▶ _REQUIREMENT_
In the data below, count how many lines contain "pebble" and give that number by itself.

*** DATA SUPPLIED ***

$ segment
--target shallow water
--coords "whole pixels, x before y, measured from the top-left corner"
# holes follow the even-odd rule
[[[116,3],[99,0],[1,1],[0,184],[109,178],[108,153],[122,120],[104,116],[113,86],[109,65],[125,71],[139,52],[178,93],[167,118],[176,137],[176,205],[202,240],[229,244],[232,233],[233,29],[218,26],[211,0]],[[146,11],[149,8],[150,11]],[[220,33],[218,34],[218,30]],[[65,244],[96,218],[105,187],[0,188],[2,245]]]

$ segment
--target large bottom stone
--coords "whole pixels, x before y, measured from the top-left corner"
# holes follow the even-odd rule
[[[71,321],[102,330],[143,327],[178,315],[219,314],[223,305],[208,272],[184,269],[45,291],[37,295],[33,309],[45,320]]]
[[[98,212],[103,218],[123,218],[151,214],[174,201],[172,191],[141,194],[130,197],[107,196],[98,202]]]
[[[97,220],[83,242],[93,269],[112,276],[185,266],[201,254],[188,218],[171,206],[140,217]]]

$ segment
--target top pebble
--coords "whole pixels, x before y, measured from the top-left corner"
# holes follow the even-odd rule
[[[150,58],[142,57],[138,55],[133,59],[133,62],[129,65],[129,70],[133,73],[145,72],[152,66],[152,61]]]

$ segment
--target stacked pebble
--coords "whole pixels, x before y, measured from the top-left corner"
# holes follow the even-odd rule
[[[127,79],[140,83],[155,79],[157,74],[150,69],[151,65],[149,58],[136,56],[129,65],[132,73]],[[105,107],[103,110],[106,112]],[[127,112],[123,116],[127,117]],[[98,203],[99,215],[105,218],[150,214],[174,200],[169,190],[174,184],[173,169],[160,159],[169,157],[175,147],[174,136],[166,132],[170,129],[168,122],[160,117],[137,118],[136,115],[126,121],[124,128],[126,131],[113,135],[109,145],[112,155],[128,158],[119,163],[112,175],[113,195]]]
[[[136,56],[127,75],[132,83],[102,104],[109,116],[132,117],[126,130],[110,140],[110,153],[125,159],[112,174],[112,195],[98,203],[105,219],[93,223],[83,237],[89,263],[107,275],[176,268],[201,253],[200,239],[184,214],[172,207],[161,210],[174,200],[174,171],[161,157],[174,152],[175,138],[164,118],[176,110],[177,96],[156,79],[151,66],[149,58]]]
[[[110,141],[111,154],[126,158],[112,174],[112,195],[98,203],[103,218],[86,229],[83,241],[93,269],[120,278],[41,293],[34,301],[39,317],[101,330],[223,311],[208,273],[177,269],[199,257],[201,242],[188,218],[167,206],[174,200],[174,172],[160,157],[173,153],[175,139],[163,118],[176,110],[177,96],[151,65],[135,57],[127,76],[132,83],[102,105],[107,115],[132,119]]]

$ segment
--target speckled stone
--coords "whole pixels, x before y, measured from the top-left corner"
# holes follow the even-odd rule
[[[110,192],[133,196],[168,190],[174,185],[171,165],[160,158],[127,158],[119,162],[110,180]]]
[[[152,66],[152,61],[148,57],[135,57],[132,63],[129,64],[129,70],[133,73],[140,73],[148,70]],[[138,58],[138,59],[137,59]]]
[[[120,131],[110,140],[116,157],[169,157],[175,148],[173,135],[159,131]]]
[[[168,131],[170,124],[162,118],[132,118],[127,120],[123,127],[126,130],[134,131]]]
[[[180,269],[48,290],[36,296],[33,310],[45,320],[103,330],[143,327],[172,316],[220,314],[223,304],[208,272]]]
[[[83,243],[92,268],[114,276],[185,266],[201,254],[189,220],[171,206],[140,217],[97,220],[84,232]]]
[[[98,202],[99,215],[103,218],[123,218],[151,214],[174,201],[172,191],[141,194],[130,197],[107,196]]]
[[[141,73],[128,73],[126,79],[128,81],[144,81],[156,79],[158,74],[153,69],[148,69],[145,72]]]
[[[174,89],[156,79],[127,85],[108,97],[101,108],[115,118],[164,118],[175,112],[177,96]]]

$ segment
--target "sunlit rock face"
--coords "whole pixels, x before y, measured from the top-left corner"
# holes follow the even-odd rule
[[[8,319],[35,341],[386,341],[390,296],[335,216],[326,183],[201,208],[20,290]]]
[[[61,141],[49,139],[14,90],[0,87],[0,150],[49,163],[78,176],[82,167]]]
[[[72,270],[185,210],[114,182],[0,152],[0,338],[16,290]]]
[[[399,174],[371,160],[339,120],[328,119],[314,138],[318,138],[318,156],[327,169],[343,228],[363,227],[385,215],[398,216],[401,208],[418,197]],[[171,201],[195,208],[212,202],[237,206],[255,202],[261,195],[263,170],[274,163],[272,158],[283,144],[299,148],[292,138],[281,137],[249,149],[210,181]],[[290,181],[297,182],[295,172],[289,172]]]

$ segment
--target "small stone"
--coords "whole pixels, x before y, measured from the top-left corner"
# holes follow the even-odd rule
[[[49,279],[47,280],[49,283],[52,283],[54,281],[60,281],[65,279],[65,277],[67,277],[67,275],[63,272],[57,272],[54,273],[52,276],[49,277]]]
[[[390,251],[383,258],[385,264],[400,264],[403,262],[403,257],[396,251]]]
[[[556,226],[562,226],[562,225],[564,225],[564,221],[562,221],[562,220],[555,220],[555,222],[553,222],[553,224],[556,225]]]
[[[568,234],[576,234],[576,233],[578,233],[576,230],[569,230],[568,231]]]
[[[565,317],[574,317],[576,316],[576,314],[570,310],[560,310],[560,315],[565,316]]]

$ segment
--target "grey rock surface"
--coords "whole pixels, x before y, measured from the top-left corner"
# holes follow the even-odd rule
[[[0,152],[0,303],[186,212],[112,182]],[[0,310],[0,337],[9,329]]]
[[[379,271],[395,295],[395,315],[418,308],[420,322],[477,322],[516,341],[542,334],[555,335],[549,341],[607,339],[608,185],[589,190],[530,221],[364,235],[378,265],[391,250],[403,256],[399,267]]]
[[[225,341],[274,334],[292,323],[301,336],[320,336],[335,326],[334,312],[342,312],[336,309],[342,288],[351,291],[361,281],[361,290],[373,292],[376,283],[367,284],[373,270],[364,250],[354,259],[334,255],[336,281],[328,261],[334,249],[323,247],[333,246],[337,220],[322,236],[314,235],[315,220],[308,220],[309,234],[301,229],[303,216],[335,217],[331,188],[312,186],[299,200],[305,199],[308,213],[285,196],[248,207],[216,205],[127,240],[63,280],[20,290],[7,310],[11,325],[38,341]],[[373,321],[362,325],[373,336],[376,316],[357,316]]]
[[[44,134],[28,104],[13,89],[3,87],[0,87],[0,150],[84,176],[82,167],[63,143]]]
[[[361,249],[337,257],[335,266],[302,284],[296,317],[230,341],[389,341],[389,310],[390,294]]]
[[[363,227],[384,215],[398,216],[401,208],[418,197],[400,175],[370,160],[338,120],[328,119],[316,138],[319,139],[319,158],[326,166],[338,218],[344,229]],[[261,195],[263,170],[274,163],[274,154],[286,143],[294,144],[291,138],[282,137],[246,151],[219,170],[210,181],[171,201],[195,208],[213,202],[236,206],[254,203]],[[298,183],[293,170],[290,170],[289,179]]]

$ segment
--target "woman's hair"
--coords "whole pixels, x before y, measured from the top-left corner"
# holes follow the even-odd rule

*** End of DATA SUPPLIED ***

▶ _PROBLEM SOLUTION_
2